Description of the task:
Please restate the data word for word, leaving out no line.

Material shown:
--- START ---
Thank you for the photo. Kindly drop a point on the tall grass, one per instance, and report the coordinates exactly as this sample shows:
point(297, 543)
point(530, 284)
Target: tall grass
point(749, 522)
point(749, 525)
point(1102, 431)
--- END ---
Answer space:
Thank you for the photo. Kindly drop a point on the tall grass, one per instance, and report the coordinates exactly as this sample shows:
point(297, 543)
point(530, 284)
Target: tall grass
point(749, 522)
point(749, 525)
point(1102, 431)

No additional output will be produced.